* **GOAL OF THE EXERCISE**
Give back, word for word, the lines in the listing below from the one holding "In this exercise you will locate the woman's dark" down to the one holding "In this exercise you will locate the woman's ear", both ends included.

* **SUPPLIED DATA**
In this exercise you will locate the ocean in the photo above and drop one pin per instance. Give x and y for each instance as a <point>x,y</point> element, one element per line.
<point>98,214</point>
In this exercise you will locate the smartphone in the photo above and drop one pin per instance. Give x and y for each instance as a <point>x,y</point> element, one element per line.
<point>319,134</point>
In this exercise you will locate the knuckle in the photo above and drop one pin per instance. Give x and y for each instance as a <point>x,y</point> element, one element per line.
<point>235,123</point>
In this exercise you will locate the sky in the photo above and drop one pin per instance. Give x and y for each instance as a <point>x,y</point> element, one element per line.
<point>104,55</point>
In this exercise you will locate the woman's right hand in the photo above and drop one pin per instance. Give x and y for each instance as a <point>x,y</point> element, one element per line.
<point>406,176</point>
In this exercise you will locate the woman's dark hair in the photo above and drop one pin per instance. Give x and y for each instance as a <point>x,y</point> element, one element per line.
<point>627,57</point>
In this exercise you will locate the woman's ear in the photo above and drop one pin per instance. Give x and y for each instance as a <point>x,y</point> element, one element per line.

---

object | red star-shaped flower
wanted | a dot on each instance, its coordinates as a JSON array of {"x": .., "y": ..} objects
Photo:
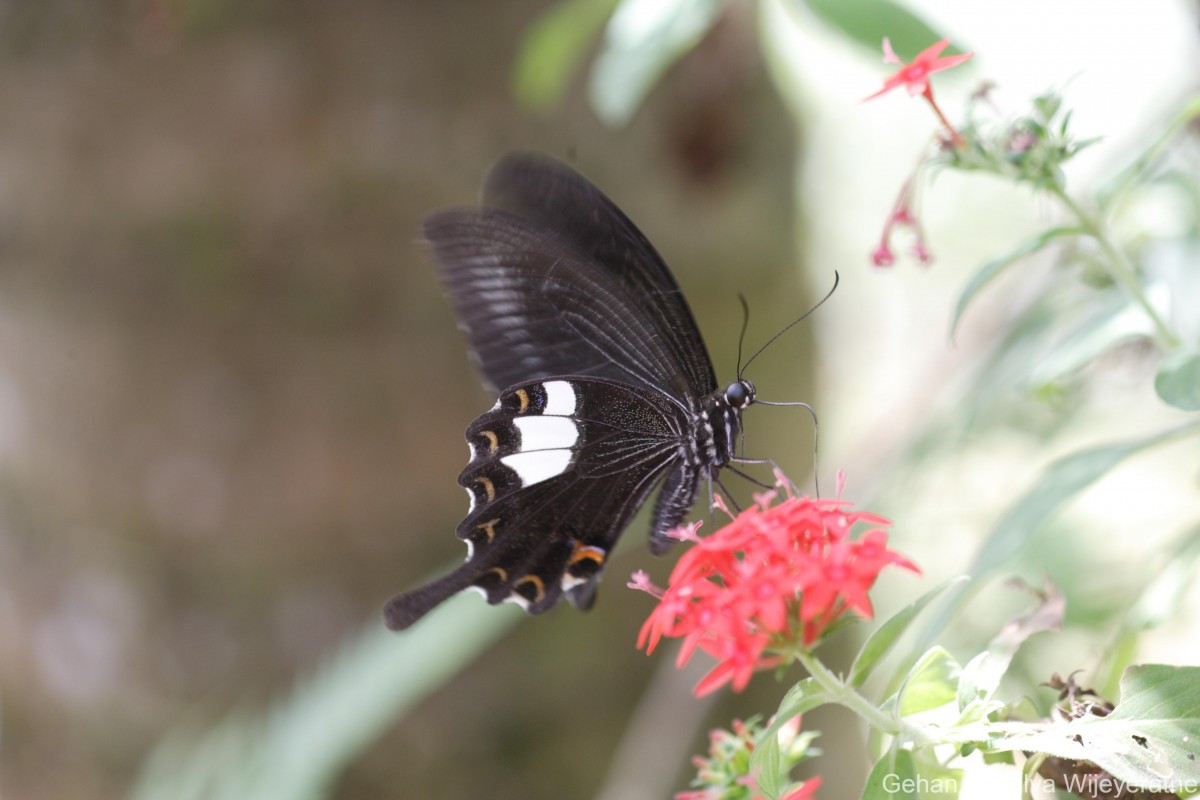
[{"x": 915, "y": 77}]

...

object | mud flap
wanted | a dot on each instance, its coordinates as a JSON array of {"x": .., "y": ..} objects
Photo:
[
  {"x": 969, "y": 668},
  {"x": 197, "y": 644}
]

* **WRITTEN ANSWER**
In this exercise you will locate the woman's dark hair in the photo above and drop one pin per instance. Give x and y for each instance as a <point>x,y</point> element, one element per line.
<point>627,57</point>
In this exercise you will locate the woman's ear in the photo above and drop one pin per instance. Give x and y for each instance as a <point>x,y</point> element, one element per line.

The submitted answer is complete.